#### Selected extract
Sorting arbitrary objects

Now that we know how to search efficiently and how to prepare our data for the search, we come back to the Collection. The data we want to store is actually (Key, Value) pairs, i.e. objects of a class we will call _Entry. The leading underscore is a Gambas naming convention which denotes that the class is for internal use only. _Entry is essentially only little more than a data structure:

Source code of _Entry, Part 1

Public Key As String
Public Value As Variant
 
'' Create a new entry
Public Sub _new(Key As String, Value As Variant)
   Me.Key = Key
   Me.Value = Value
End

To apply our thoughts from the previous section, we need a way to sort _Entry objects. Let us pause for a moment and ask ourselves what sorting actually is.

By some means we, as a programmer, impose a total order relation ${\preceq}$ on a class of objects which dictates the sequence we have to put a concrete array of objects into when we want to sort it. Because we work towards implementing a Collection — which does not allow equal keys to address different values — we require the total order to be strict and use the symbol ${\prec}$ for this. An array ${A}$ is said to be sorted by ${\prec}$ when for any two indices ${i < j}$ over the array the statement ${A[i] \prec A[j]}$ is true. As far as it concerns Mergesort, defining a total order2 boils down to the ability to compare objects. Gambas provides a special method _compare() for precisely this purpose. This method is given another object of the same class which is to be compared to the current object. The relation is encoded in the return value: ${0}$ means that both objects are equal, ${-1}$ that the current object is less and ${+1}$ means that the current object is greater than the other one. Since the Collection is searched for keys, we need to sort the array by keys. This, in turn, requires us to compare objects by their keys. So this is the natural way of sorting _Entry objects. The _compare() method of the _Entry class is a one-liner then:

Sorting an array means to realise a total order on its elements. A total order is a very natural thing for humans: if the relations of objects are visualised, a total order results in a single continuous line that contains all objects. Thus, if the order is additionally strict, they are
ideal to sort an array — there is no ambiguity for the position of any element. Total orders are also called “linear orders”.
########
#### Records shown
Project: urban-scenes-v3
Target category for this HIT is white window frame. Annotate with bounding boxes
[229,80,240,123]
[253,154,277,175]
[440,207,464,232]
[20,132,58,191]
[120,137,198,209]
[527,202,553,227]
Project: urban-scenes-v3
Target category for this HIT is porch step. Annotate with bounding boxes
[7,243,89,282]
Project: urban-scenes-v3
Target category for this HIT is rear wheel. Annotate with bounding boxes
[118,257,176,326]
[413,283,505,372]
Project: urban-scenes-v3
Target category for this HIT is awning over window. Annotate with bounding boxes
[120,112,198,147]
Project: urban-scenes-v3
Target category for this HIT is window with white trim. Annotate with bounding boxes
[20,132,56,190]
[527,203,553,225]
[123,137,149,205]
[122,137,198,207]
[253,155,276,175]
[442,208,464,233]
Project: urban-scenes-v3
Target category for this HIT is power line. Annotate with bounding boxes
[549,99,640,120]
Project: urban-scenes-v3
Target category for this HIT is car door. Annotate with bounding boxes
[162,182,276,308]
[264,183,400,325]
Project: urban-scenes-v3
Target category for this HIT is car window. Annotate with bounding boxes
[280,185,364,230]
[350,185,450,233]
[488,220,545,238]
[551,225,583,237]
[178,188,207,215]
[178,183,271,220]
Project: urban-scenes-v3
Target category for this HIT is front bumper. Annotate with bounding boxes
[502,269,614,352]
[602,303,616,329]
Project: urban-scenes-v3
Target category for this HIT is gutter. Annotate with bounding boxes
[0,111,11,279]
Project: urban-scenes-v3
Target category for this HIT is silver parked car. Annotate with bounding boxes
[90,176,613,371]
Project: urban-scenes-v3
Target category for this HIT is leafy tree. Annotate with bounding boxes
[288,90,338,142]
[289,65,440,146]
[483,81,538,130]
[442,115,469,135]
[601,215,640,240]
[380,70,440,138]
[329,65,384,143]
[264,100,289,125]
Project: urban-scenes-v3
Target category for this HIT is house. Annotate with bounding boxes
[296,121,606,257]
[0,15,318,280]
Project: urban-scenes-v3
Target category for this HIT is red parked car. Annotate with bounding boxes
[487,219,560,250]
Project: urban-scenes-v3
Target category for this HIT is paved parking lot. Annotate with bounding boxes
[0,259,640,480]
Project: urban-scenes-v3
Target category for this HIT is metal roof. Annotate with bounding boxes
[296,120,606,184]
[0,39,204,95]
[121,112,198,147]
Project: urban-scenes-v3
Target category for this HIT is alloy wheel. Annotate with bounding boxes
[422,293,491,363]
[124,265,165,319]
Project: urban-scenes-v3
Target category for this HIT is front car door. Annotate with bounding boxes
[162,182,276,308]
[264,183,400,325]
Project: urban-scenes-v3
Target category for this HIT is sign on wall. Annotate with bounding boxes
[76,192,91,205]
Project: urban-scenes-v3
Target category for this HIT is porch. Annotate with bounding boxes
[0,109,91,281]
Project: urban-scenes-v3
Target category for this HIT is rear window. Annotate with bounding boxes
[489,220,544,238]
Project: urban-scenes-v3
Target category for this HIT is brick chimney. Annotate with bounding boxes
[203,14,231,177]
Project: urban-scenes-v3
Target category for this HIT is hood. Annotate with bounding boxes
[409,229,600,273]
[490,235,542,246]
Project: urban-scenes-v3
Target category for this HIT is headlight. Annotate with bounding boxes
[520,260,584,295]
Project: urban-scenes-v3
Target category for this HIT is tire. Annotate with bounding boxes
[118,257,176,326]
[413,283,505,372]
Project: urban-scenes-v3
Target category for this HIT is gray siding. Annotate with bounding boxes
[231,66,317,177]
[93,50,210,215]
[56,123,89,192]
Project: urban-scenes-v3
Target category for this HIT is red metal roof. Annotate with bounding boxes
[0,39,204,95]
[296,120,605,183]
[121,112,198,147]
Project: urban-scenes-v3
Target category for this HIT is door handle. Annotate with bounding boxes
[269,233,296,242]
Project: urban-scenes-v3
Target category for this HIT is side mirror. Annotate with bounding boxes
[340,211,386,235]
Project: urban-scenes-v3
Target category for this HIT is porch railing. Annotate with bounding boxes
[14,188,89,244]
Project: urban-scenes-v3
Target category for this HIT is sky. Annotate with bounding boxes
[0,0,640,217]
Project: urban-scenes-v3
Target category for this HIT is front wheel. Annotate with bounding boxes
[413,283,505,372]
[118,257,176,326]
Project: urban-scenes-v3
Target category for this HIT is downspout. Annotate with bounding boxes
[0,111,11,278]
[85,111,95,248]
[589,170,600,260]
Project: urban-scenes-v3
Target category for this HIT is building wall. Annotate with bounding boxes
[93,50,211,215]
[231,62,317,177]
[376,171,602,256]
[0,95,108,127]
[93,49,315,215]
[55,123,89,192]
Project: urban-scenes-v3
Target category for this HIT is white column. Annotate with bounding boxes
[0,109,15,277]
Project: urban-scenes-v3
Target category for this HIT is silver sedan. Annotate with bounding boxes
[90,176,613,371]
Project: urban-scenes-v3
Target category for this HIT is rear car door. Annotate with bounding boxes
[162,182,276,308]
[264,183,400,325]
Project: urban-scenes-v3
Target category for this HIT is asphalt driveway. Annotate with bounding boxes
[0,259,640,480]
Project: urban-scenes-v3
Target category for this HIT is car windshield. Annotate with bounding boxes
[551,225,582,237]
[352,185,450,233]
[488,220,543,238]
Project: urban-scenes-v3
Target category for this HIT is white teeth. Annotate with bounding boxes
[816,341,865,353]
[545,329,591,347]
########
Tasks to carry out:
(a) In the passage on sorting _Entry objects, what does a return value of -1 from _compare() indicate?
(b) Carry on the passage about sorting Gambas _Entry objects, starting right after its last sentence.

Written responses:
(a) It indicates that the current object is less than the other one.

(b)
Source code of _Entry, Part 2. Everything that Gambas needs to sort.

'' Compare two entries' Keys
Public Sub _compare(hOther As _Entry) As Integer
   Return Comp(Key, hOther.Key)
End

The Sort() methods of various array classes use exactly this interface to perform their operation. Someone might wonder now, why we do not simply use these Sort() methods and save the time to write our own Mergesort function. The reason will be given in the next section when we finally design our custom Collection’s internals. We will enforce a strong structural property on our data. The internal Sort() implementation use a different sorting algorithm, Quicksort, which cannot take advantage of this property, but Mergesort will.

 

A merging Collection

You may have noticed that Mergesort scales very well when merging large partial arrays into an even larger array. But if we look at the opposite direction — the recursion down, splitting arrays — we see that it is too “small-minded” requiring single-element arrays. Few-elements arrays are already easy and fast to sort using even the naive technique of pairwise comparison, relative to Mergesort’s immense overhead of recursive function calls for such small arrays. A common solution to this problem is to define a lower threshold for the application of Mergesort. If arrays get smaller in the splitting process, another sorting algorithm, such as Insertionsort, kicks in and gets the job done quickly.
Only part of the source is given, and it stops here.